→ **Задачи для решения**
• 1. Ответьте по исходному тексту на три вопроса, помечая ответы так же, как вопросы.
(а) Куда ещё зимой решили перегнать лодку по половодью?
(б) Кто сидел на вёслах, когда они отплыли после раннего обеда?
(в) За что уцепился фельдшер, чтобы остановить лодку?
• 2. Определите, согласуется ли каждое утверждение с исходным текстом. Ответьте «да» или «нет» и приведите решающие слова текста в кавычках.
(а) Учитель приходил на урок с утра пьяным.
(б) Фельдшер обращался с больными мужиками бережно.
(в) После того как они поменялись местами, за куст держался фельдшер.
• 3. Переведите на английский язык предложение из исходного текста: «Еще зимой было решено по половодью перегнать лодку вниз по течению к плотине с тем, чтобы весной ловить там щук».

Обоим стало казаться, что они идут к какому-то страшному, но неизбежному концу. Учитель пил не просыхая, на урок с утра приходил пьяным, молча сидел, уставившись в одну точку, дети шалили и делали, что хотели. Фельдшер орал на больных мужиков и нарочно мучил их при перевязках.
Внезапно наступила весна! Пошли дожди, подули теплые южные ветры, съедавшие снег прямо на глазах. Побежали ручейки по деревенской улице. Веселая суета поднялась в природе. Вскрылась речка. Фельдшер днями пропадал у лодки, готовя ее к плаванию. Еще зимой было решено по половодью перегнать лодку вниз по течению к плотине с тем, чтобы весной ловить там щук. По словам фельдшера, огромные щуки водились в запруде у мельницы.
Наступил день, когда фельдшер объявил, что все готово и можно отправляться в плавание. После раннего обеда они погрузились в лодку и поплыли, учитель на веслах, фельдшер, как белее опытный, на руле. Стремительное течение подхватило лодку и понесло, берега, поросшие лесом, убежали куда-то в стороны, их не было видно. Лодку вынесло на простор, и сразу послышался грозный рев воды, падающей с мельничной плотины. Через мгновение уже ничего не было слышно кроме этого дикого рева приближающегося водопада. Фельдшер уцепился за пролетавший рядом с лодкой куст, лодка остановилась, содрогаясь и порываясь вперед. Рев воды стоял в воздухе ровным страшным гулом, вся масса воды в реке устремлялась туда, к этому звуку.
Стало понятно обоим, что дело плохо. Фельдшер сказал Астренину: «Послушай, Клавдий Иванович, ты не сердишься на меня, что я потащил тебя в эту дурацкую поездку?». Учитель: «Что ты, родной мой. Не думай об этом, ради Бога». Фельдшер: «Попробую пересечь течение. Может, и выгребу, а не выгребу – наплевать…». «Конечно», – сказал учитель. Они поменялись местами, фельдшер сел на весла, учитель держался за куст. «Прости меня за все, Клавдий Иванович, – вдруг просто и серьезно, даже деловито, сказал фельдшер. – Я был к тебе так несправедлив в эту зиму». «Брось, милый, что уж тут. Я тебя люблю, мало ли что бывает между близкими? Ну, держись. Я пускаю». И он разжал руки. Лодка понеслась, подхваченная течением, фельдшер греб, напрягая все свои силы, но берег не был виден, зато стал виден стремительно вырастающий белый вал пены на плотиной. Лодка боком влетела на шлюзы, ее подбросило на гребень волны, и вместе с потоком воды она рухнула в темную ледяную бездну.

→ **Набор данных**

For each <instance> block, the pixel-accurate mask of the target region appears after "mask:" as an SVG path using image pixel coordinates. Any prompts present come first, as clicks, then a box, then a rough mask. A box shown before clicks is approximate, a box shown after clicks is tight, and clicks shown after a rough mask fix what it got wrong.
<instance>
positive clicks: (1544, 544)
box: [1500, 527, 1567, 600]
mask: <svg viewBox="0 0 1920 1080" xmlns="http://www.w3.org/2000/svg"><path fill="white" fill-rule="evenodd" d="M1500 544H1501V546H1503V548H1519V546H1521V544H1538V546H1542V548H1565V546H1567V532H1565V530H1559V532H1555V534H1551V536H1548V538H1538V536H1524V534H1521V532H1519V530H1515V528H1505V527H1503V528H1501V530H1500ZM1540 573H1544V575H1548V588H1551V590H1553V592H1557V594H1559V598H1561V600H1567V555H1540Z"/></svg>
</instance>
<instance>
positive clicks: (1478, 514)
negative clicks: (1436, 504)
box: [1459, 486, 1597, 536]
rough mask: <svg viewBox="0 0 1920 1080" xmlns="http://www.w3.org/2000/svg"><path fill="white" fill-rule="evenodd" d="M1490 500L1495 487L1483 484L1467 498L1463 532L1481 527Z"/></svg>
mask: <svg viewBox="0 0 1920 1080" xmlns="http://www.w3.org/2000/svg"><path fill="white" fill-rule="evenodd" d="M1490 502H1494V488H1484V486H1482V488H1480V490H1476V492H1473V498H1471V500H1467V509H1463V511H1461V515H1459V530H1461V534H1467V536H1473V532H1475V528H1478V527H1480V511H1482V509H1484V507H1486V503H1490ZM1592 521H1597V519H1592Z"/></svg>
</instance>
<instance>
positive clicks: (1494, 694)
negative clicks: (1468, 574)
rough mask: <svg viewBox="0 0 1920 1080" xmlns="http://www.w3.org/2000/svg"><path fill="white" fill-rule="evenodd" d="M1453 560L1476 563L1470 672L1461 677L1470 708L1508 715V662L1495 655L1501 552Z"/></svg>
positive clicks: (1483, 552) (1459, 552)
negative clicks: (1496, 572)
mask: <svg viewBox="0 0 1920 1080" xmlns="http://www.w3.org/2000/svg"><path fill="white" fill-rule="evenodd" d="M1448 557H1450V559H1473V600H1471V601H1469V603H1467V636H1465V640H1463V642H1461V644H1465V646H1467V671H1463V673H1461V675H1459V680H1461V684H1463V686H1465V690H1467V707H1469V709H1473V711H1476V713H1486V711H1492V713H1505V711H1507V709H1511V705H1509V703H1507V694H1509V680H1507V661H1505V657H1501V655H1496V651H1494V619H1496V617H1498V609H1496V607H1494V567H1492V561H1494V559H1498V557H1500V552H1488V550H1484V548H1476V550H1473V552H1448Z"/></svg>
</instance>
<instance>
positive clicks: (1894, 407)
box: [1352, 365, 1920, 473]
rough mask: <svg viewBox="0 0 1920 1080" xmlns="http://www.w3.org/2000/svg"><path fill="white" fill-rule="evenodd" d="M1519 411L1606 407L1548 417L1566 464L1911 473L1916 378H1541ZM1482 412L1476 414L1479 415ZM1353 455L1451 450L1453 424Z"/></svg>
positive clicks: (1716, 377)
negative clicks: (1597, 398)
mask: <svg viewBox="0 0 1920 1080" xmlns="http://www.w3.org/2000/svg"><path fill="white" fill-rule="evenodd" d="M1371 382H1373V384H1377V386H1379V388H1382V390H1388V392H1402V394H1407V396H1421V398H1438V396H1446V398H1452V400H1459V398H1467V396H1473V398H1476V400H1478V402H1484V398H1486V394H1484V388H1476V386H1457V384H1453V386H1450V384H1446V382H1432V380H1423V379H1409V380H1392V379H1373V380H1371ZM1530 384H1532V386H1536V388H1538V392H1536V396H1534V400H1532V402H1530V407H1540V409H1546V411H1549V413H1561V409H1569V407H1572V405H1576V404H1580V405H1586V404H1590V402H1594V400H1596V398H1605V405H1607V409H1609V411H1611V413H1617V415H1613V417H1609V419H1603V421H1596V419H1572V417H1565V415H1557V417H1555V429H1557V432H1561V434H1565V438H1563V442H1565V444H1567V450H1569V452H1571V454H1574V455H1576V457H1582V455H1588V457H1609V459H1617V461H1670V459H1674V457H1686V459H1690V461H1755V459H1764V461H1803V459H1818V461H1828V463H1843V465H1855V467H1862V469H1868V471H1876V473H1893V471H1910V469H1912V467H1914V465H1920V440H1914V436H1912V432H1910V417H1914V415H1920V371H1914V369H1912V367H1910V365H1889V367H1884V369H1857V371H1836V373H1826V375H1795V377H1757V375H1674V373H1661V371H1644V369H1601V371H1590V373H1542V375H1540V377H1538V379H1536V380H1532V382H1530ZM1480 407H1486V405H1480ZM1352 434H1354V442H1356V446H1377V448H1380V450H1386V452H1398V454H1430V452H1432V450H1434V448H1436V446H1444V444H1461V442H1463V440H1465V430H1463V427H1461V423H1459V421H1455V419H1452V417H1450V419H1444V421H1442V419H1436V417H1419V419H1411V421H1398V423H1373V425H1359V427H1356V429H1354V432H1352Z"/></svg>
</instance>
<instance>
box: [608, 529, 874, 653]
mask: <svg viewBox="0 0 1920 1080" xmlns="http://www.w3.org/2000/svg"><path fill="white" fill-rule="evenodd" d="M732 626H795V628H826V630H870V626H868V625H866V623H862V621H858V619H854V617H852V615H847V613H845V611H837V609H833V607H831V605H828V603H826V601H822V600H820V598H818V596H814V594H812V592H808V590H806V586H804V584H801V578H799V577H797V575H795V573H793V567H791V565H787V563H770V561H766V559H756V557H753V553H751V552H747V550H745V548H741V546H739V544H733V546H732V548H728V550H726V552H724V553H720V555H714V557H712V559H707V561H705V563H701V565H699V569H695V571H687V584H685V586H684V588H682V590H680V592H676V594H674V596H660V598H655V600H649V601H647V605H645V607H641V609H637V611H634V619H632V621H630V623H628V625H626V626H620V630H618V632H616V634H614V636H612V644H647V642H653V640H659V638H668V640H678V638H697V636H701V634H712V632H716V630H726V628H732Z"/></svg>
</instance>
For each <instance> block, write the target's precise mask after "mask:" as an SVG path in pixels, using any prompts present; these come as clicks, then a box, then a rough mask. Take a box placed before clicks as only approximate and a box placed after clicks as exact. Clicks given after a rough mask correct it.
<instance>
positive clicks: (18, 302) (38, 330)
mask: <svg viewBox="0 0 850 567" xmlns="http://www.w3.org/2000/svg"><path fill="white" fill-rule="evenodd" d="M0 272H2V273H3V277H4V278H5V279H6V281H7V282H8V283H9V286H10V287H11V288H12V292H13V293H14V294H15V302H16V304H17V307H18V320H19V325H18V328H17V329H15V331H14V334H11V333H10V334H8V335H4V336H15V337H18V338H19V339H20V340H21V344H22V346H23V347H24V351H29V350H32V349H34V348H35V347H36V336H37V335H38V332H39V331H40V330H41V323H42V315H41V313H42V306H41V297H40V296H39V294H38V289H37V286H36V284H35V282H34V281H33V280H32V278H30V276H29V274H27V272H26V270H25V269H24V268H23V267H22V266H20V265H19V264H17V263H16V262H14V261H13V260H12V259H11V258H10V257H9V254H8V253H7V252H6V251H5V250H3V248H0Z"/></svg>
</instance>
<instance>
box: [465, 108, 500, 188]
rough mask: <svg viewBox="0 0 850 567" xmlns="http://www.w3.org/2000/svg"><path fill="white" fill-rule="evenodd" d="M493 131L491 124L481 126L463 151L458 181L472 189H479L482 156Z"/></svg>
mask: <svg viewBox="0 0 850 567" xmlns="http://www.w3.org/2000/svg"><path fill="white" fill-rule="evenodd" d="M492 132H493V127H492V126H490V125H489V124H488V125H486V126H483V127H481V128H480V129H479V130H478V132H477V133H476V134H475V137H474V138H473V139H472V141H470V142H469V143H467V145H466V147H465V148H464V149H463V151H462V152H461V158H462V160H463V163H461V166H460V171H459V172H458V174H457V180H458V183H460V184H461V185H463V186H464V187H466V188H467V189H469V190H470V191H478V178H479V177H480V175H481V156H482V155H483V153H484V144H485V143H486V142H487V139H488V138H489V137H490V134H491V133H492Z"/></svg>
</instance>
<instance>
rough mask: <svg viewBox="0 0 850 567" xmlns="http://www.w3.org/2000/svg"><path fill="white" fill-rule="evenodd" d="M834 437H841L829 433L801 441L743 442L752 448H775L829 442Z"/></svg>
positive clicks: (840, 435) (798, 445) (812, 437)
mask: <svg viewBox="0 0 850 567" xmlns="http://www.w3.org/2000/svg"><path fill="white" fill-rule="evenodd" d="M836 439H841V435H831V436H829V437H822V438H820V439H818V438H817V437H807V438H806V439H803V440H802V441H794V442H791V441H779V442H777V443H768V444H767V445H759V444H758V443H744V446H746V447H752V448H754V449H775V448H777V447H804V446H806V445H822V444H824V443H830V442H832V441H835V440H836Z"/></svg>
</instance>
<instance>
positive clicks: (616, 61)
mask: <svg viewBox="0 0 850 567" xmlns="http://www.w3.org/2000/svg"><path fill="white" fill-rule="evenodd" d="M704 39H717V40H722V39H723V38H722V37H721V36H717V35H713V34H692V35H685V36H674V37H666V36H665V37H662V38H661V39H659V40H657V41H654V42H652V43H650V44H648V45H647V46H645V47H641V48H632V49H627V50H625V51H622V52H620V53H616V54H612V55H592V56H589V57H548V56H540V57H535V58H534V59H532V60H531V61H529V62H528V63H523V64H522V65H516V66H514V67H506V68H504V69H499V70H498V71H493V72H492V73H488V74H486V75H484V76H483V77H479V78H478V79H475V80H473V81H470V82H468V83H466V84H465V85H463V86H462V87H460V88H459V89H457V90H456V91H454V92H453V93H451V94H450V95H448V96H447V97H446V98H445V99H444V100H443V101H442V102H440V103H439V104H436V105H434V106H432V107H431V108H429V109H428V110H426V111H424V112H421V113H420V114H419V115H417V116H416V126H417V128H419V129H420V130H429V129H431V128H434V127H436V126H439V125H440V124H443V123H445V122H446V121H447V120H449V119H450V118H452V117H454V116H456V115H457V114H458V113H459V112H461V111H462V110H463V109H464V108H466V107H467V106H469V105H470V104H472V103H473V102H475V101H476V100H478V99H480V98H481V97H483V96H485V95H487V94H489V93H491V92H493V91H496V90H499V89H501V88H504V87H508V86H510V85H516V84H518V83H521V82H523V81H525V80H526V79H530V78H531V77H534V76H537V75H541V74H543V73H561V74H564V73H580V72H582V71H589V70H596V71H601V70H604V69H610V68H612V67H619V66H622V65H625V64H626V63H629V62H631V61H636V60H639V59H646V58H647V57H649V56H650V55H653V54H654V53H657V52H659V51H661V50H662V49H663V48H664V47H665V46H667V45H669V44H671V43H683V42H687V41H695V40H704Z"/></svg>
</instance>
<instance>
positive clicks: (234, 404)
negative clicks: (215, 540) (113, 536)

→ **Ответы к упражнению**
• 1.
(а) Вниз по течению к плотине, чтобы весной ловить там щук.
(б) Учитель.
(в) За пролетавший рядом с лодкой куст.

• 2.
(а) Да: «на урок с утра приходил пьяным».
(б) Нет: «Фельдшер орал на больных мужиков и нарочно мучил их при перевязках».
(в) Нет: «фельдшер сел на весла, учитель держался за куст».

• 3. Back in the winter it had been decided to take the boat downstream to the dam on the spring flood, so as to fish for pike there in the spring.